-- Begin Supplied text --
FIG. 15 illustrates an example method 72A for computing the position and orientation of a field of view. The field of view may be that of an AR participant—viz., one of a plurality of participants each interacting with the same AR system.

At 82 of method 72A, a real image of an object is received in the field of view. In one embodiment, the participant sights the object through the HMD device he is wearing. In method 72A, the object sighted is a reference object; it may define at least an origin of a coordinate system to be shared among a plurality of HMD devices in the AR system. For instance, if the object has a conspicuous feature—e.g., a sharp point on top—then that feature may be chosen as the origin of the coordinate system. Alternatively, the origin may be a point lying a predetermined distance above or below the conspicuous feature, or offset from the conspicuous feature by a predetermined distance in a predetermined direction. In some embodiments, the object, if sufficiently asymmetric, may also define the orientation of the coordinate system—e.g., the sharp point may point in the direction of the positive Z axis.

In some embodiments, the reference object may be a stationary object such as a building or other landmark, or in an indoor setting, a corner of a room. In other embodiments, the reference object may be a movable object—i.e., autonomously moving or movable by force.

No aspect of the foregoing description should be interpreted in a limiting sense, for numerous variations are contemplated as well. In some embodiments, the orientation of the coordinate system may be defined based on features of two or more objects sightable together and/or a surface mapping of an observed scene. In other words, different aspects of the scene may serve collectively as the reference object. In other embodiments, the reference object may be a computer-recognizable image rendered in any manner—in paint, or on a television, monitor, or other electronic display. In other embodiments, the reference object may be a three-dimensional object discovered through segmentation and/or object recognition. In some embodiments, the reference object may be one of the AR participants, or even a recognizable non-participant.
-- End Supplied text --
= Tasks for this exercise =
[A] According to the AR reference-object passage, why should none of its description be read in a limiting sense?
[B] The AR reference-object passage names several means by which a computer-recognizable image serving as the reference object may be rendered. List every one of them.
[C] Go on with the AR reference-object passage, picking up after its final sentence about a participant or recognizable non-participant serving as the reference object.
The entries that come next are separate material and are not part of the AR reference-object passage.
-- Begin Material supplied --
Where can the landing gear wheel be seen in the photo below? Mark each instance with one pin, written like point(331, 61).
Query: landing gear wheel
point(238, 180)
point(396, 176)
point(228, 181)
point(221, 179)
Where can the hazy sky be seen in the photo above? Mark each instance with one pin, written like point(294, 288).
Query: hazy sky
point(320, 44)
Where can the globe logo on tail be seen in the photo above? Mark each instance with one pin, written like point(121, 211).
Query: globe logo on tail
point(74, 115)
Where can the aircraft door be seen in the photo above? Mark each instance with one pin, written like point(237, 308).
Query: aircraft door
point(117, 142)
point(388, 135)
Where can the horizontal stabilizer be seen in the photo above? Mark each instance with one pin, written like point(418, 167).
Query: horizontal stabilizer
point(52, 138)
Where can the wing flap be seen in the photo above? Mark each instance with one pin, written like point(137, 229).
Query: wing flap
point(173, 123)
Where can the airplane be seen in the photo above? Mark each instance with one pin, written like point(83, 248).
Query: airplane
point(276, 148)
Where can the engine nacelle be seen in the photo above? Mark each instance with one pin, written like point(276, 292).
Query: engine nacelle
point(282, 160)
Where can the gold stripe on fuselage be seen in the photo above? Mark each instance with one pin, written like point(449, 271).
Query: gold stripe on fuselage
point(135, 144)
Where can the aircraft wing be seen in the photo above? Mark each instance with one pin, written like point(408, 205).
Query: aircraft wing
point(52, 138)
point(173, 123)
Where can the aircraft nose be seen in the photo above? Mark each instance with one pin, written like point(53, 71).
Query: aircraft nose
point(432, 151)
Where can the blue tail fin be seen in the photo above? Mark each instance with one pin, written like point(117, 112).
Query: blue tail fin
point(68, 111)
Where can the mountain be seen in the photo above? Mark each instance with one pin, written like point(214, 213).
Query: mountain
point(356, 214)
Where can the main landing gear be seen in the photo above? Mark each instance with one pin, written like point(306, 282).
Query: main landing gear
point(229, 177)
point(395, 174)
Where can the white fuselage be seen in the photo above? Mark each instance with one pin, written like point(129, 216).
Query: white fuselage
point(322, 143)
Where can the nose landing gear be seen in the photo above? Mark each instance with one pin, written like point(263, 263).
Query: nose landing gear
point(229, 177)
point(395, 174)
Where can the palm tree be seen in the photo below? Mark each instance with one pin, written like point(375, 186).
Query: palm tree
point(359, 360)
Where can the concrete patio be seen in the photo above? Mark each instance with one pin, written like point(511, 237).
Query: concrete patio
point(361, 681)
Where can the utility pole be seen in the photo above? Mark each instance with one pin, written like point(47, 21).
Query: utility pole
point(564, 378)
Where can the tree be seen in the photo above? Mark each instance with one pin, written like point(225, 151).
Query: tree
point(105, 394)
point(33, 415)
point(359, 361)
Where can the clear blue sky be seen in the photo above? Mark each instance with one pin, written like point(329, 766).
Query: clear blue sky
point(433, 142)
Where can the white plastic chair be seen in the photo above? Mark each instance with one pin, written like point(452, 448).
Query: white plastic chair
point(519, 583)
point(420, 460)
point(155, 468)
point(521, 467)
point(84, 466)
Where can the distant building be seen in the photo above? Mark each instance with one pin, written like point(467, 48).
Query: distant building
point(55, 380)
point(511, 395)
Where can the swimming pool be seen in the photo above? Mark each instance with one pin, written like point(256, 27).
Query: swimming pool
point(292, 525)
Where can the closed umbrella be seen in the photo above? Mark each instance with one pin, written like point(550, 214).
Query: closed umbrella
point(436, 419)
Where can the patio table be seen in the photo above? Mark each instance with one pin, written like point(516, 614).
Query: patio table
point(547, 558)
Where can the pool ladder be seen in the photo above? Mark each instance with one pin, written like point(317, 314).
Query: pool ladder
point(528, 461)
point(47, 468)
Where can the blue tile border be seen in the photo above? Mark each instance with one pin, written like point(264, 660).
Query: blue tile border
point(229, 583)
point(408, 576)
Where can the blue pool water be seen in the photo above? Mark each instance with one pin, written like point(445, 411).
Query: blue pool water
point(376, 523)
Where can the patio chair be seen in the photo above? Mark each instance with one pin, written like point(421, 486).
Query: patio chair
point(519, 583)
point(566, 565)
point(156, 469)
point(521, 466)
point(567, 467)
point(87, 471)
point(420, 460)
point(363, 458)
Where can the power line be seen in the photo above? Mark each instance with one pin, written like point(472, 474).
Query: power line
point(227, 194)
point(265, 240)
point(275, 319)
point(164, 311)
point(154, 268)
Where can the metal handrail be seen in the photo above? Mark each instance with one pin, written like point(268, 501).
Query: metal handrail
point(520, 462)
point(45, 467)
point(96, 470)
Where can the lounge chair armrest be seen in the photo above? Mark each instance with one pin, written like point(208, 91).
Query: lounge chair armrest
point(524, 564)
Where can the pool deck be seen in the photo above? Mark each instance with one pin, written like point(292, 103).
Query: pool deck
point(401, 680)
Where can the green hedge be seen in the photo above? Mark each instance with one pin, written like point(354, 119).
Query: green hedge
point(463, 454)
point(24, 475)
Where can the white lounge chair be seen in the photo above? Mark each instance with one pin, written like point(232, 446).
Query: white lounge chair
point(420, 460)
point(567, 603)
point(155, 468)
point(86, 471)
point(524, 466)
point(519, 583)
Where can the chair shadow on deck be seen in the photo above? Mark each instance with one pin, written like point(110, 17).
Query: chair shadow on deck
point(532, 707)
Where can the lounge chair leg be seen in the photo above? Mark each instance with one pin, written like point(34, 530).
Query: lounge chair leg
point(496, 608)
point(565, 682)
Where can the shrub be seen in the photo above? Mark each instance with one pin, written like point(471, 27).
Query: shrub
-- End Material supplied --
= Outputs =
[A] The description should not be read in a limiting sense because numerous variations are contemplated as well.

[B]
- Paint
- A television
- A monitor
- Another electronic display

[C]
At 84 video of the reference object is acquired. The video may be acquired with a camera as described hereinabove, arranged to capture real-world imagery in the participant's field of view. In one embodiment, the optical axis of the camera may be aligned parallel to the participant's line of sight. At 86 the reference object is located in the video. To locate the reference object, any suitable image processing technology may be used.

At 88 coordinates that define the reference object's position and orientation within the coordinate system are mapped to the object. The mapping may be entered in an appropriate data structure in code running on the HMD device of the participant. In some embodiments, the coordinates mapped to the reference object may have been assigned to the object elsewhere in the AR system—in an HMD device of another participant or in the cloud, which maintains an accurate map of the local space that the AR participants occupy. In one embodiment, the coordinates may be transmitted to the HMD device in real time from one or more of these locations. The video of the reference object together with the coordinates assigned to the reference object may implicitly or explicitly define the position and orientation of the first field of view within the coordinate system.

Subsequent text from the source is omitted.